#### Do this
Pull out every row below that contains the word "rock", and copy each one in full.
┄┄┄┄┄┄┄┄┄┄
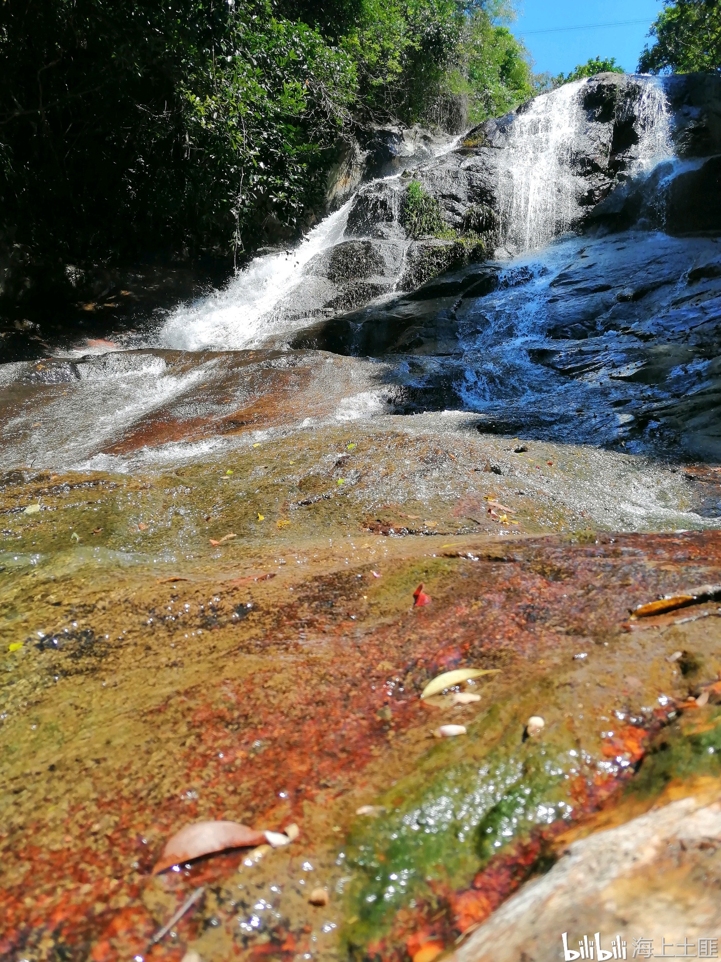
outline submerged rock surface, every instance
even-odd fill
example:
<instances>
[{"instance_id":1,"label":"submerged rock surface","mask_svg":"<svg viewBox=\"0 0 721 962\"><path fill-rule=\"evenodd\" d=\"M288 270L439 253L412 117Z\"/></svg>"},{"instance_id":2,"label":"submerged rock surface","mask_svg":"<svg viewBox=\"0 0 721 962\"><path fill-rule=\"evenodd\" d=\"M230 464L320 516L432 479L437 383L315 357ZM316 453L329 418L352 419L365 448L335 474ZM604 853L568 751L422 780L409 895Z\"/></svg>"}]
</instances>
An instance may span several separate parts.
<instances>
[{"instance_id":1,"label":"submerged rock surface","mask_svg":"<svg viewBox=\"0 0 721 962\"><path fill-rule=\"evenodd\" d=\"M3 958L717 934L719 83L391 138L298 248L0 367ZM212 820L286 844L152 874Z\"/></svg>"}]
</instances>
┄┄┄┄┄┄┄┄┄┄
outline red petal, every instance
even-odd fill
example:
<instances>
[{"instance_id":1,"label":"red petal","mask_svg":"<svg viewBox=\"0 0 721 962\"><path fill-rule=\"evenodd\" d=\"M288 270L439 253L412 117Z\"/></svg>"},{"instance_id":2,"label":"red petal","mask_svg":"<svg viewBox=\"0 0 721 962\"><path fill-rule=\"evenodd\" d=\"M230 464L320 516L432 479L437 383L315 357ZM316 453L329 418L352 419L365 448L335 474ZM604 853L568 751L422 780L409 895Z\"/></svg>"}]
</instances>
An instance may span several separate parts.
┄┄┄┄┄┄┄┄┄┄
#### Task response
outline submerged rock surface, every instance
[{"instance_id":1,"label":"submerged rock surface","mask_svg":"<svg viewBox=\"0 0 721 962\"><path fill-rule=\"evenodd\" d=\"M288 270L439 253L412 117Z\"/></svg>"},{"instance_id":2,"label":"submerged rock surface","mask_svg":"<svg viewBox=\"0 0 721 962\"><path fill-rule=\"evenodd\" d=\"M230 464L320 516L432 479L437 383L315 357ZM316 453L329 418L352 419L365 448L335 474ZM604 853L568 751L422 780L409 895Z\"/></svg>"}]
[{"instance_id":1,"label":"submerged rock surface","mask_svg":"<svg viewBox=\"0 0 721 962\"><path fill-rule=\"evenodd\" d=\"M3 958L717 934L719 83L391 138L298 248L0 367ZM212 820L286 844L152 874Z\"/></svg>"}]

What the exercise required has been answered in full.